- 本文
ガボンはほんとうに「友情の国」といえますか
「友情の国」― ある観光宣伝は,赤道にまたがる西アフリカの国ガボンをこう描写しています。しかし,1970年4月以来,ガボンがほんとうに「友情の国」であるかどうかにかんして疑問が生じました。なぜかというと,4月の終わりごろ,ガボン政府は,同国内の最も平和な人々の崇拝の自由を禁止する措置にでたからです。
1970年4月29日水曜日の晩,リーブルビュ・ラジオは,ボンゴ大統領を議長とする閣議で,ガボン全土のエホバの証人の活動を禁止する決定がなされたと発表しました。その後,政府は,証人の宣教者たちを全員国外に追放しました。
この禁令は,エホバの証人のクリスチャン集会,聖書の戸別伝道などがすべて禁止されたことを意味しました。そのうえ,証人あてに送られた聖書雑誌は郵便局に到着したところを押収されました。彼らは送られてきた聖書を受け取る権利さえ取りあげられたのです。

- データ
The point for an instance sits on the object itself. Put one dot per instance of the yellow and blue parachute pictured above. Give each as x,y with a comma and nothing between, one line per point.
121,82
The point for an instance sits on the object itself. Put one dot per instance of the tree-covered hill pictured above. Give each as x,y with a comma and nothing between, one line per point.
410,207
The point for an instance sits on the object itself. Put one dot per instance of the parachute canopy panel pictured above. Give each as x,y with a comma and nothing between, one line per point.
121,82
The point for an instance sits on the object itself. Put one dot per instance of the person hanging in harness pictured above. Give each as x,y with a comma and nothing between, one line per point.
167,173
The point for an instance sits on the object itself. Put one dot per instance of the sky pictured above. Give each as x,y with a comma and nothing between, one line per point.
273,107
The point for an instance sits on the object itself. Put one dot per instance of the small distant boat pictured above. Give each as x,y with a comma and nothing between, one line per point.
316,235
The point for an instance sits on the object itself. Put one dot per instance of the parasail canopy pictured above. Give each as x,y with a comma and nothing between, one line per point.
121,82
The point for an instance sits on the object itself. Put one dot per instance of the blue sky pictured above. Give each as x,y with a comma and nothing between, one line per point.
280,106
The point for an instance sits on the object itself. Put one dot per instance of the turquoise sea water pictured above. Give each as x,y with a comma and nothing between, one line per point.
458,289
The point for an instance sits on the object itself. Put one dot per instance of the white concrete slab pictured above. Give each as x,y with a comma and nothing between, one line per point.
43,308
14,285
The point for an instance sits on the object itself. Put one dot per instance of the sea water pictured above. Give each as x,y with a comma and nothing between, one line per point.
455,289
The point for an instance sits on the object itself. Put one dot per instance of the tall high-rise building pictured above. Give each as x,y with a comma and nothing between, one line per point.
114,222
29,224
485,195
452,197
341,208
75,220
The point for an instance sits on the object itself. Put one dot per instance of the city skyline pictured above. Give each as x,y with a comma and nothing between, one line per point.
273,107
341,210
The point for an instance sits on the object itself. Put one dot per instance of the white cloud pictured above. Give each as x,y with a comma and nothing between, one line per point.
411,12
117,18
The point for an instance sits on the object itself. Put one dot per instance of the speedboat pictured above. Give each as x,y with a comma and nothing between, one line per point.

- 課題 A
ガボンについての本文から、「ガボンはほんとうに「友情の国」といえますか」から「ちを全員国外に追放しました。」までのすべてを、そのまま繰り返して書いてもらえますか。
- 課題 B
ガボンでの禁令を扱った本文を、最後の文の後から続けて書いてもらえますか。

- 記述回答 A
ガボンはほんとうに「友情の国」といえますか
「友情の国」― ある観光宣伝は,赤道にまたがる西アフリカの国ガボンをこう描写しています。しかし,1970年4月以来,ガボンがほんとうに「友情の国」であるかどうかにかんして疑問が生じました。なぜかというと,4月の終わりごろ,ガボン政府は,同国内の最も平和な人々の崇拝の自由を禁止する措置にでたからです。
1970年4月29日水曜日の晩,リーブルビュ・ラジオは,ボンゴ大統領を議長とする閣議で,ガボン全土のエホバの証人の活動を禁止する決定がなされたと発表しました。その後,政府は,証人の宣教者たちを全員国外に追放しました。

- 記述回答 B
この禁令の結果,現地人のエホバの証人の全時間奉仕者ふたりが逮捕されました。なぜですか。そのうちのひとりが聖書をもっていたからです。それはガボン中の多くの場所で買えるのと同じ聖書でした。平和を守る人々を,聖書を持っているからといって逮捕する政府をあなたはどう思われますか。
人々のあいだの反応
これらのクリスチャン証人たちから崇拝の自由が取りあげられたという発表は,多くの人にショックを与えました。とりわけ,これらのクリスチャンたちが「平和を求めてこれを追ふべし」という,聖書の命令に従って生活することを信条としているのを知っている人々には大きな衝撃となりました。(ペテロ前 3:11)ある男の人は,「家内は発表を聞いてから泣き出してしまいました」と言いました。エホバの証人でないガボン人のある男の人は,多くの人たちが感じていることをひとりの宣教者にこう告げました。「宣教者たちの国外追放の発表があってからは,数日の間,私は食べることも眠ることもできず,泣いてばかりいました」。
「われわれの政府はなぜ自分たちの憲法を尊重しないのだろう。ガボンには宗教の自由があるはずだ」と言った人たちも数人いました。
「われわれは,いらぬおせっかいをしない良い宗教を追い出して,しゅうし政治に手を出してわれわれに迷惑をかける宗教を残そうとしている」と言った人もいました。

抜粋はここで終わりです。